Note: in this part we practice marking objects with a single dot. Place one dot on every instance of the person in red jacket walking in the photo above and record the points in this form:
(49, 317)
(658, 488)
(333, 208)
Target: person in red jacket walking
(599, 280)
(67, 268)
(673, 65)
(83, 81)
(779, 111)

※ ※ ※

■ **WHAT YOU WILL DO**:
Output an exact copy of the listing.

■ **RESULT OF THIS TASK**:
Note: in this part we practice marking objects with a single dot. Place one dot on every instance of the person in red jacket walking in the photo above and record the points in this form:
(49, 317)
(658, 488)
(333, 208)
Target: person in red jacket walking
(599, 280)
(67, 268)
(673, 65)
(83, 81)
(779, 111)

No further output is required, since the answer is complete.